_What is expected_: Show each line of the records below that contains the string "tower", matching case exactly.

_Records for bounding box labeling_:
↓

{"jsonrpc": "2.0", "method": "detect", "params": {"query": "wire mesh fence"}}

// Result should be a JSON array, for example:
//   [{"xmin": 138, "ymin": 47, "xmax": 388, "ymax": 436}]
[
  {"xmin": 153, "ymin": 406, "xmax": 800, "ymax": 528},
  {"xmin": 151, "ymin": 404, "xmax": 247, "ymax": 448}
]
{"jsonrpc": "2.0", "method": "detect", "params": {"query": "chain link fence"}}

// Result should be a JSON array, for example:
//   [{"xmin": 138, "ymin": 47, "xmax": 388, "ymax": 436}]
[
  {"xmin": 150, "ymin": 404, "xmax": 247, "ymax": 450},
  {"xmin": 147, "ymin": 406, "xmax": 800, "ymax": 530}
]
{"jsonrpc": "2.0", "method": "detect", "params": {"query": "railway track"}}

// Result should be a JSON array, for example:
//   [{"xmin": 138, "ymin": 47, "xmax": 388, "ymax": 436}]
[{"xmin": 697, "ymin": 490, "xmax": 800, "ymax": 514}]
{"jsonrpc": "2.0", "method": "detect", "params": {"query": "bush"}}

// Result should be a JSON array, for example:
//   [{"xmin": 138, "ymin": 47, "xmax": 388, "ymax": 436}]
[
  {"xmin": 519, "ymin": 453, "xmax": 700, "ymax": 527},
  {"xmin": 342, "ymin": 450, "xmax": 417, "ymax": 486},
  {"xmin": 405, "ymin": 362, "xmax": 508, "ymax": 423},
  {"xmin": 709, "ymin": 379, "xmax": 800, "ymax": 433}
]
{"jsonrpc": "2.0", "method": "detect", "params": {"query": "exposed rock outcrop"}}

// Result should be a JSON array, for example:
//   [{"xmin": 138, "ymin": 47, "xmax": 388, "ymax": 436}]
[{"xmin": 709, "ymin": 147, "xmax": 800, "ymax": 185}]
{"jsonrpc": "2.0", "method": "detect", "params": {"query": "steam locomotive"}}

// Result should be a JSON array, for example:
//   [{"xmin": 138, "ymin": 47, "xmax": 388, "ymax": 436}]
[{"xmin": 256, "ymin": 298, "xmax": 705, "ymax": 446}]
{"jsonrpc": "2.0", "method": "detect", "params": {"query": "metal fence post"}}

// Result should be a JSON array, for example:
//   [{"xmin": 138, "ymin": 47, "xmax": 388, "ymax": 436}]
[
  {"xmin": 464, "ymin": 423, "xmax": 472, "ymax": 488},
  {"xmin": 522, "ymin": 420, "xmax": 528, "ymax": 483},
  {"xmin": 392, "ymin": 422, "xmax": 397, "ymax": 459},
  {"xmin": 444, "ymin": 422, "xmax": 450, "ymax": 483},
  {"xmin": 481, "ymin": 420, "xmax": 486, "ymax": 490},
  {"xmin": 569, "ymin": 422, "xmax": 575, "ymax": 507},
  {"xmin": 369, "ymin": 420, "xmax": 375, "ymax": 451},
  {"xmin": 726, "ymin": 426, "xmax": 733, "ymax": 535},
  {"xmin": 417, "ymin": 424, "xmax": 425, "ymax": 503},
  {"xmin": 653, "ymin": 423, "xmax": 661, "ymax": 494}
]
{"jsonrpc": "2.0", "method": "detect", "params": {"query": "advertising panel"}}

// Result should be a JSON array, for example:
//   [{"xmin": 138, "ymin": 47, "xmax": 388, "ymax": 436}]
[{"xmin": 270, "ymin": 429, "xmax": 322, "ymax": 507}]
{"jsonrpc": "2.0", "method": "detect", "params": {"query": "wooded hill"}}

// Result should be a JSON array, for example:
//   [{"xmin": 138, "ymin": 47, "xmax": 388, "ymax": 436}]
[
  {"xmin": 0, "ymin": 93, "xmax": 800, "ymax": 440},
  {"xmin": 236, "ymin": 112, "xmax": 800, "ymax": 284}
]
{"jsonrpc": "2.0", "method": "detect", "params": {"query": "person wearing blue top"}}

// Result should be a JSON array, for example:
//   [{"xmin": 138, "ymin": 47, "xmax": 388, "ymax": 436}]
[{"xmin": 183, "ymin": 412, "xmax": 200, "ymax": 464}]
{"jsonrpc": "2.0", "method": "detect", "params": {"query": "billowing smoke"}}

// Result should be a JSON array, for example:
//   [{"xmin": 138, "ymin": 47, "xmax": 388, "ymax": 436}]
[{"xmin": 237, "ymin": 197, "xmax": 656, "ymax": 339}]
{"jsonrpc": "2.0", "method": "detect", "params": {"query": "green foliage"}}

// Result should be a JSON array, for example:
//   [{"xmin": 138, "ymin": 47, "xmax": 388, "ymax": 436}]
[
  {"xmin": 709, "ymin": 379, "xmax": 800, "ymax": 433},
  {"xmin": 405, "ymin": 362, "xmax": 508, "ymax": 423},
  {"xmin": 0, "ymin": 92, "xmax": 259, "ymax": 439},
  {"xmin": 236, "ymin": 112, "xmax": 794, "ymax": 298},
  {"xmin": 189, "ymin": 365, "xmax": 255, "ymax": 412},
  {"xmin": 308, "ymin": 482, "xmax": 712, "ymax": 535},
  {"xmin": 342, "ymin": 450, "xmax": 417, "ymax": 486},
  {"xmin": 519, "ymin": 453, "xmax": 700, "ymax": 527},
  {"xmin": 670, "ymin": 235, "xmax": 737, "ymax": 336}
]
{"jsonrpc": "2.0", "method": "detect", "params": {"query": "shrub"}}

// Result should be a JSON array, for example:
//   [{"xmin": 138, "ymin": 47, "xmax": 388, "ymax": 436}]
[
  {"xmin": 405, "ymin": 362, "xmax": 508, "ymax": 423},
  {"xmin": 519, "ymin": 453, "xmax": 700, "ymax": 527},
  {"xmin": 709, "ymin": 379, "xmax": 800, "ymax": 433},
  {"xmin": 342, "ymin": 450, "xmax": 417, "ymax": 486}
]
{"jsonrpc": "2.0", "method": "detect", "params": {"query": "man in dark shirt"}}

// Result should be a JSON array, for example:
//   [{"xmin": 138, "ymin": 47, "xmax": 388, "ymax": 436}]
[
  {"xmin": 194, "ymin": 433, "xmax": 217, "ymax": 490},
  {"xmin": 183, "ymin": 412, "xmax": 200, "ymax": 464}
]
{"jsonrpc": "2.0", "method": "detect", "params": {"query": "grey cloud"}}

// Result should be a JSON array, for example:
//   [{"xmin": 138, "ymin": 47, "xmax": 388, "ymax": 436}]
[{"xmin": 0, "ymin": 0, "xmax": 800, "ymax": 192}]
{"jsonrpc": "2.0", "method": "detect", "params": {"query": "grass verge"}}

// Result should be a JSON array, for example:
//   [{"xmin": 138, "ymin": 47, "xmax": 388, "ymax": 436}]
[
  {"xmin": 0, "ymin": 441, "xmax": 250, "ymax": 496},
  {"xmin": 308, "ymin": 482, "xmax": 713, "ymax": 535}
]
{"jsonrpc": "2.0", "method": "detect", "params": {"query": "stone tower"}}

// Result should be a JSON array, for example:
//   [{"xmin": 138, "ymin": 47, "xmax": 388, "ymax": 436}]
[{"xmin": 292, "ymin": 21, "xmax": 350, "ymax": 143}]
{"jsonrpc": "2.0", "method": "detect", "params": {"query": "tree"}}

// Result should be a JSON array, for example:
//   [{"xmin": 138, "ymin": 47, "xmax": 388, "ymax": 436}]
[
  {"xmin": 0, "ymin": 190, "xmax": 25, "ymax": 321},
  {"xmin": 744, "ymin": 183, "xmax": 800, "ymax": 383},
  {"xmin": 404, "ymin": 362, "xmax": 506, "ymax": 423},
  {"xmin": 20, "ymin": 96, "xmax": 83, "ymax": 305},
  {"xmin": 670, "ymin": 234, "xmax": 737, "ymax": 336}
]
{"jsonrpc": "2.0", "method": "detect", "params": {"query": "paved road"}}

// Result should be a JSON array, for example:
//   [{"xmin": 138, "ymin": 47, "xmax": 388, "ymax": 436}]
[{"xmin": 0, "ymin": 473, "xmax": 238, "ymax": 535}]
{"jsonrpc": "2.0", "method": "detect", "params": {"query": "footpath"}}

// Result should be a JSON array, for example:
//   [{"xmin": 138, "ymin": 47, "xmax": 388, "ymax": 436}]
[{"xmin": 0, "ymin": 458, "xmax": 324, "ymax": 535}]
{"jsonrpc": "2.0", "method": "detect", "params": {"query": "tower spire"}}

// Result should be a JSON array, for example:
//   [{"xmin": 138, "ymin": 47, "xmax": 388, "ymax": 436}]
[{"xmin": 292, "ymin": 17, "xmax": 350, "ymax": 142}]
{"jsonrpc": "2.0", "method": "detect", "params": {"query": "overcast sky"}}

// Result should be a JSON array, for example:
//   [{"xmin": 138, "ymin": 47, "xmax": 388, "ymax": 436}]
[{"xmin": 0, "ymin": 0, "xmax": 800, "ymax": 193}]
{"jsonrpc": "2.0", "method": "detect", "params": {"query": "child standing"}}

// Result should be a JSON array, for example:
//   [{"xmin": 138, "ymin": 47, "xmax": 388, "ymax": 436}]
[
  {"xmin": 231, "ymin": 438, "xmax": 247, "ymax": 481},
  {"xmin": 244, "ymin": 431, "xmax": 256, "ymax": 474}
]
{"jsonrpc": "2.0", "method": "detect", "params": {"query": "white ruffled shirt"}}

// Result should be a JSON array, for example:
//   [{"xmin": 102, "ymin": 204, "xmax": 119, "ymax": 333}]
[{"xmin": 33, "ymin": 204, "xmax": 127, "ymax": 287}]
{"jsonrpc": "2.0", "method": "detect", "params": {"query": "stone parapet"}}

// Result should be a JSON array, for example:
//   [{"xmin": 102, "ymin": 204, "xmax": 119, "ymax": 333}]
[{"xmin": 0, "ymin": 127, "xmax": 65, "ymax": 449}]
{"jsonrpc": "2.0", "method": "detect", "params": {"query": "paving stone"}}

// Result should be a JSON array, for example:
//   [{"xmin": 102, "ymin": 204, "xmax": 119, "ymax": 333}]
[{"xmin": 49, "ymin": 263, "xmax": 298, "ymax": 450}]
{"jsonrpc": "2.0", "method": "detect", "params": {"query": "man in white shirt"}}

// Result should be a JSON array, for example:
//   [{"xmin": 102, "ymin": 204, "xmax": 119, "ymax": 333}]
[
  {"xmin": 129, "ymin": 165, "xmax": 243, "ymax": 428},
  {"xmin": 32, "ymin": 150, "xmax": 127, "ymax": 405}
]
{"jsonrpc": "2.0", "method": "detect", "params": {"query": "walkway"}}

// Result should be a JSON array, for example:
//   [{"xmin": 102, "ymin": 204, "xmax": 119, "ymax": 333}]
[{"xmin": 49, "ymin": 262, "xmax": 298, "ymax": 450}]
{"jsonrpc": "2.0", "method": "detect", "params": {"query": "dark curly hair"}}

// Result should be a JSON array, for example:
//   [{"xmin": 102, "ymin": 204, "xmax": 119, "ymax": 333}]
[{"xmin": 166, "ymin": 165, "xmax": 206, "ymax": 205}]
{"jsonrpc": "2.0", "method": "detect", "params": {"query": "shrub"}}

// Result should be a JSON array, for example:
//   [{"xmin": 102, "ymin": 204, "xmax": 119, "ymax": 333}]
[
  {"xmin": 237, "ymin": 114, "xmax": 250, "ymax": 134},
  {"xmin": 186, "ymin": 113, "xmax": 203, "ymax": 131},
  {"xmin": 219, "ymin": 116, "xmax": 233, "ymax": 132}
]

↑

_Task response_:
{"jsonrpc": "2.0", "method": "detect", "params": {"query": "stone tower"}}
{"jsonrpc": "2.0", "method": "detect", "params": {"query": "tower spire"}}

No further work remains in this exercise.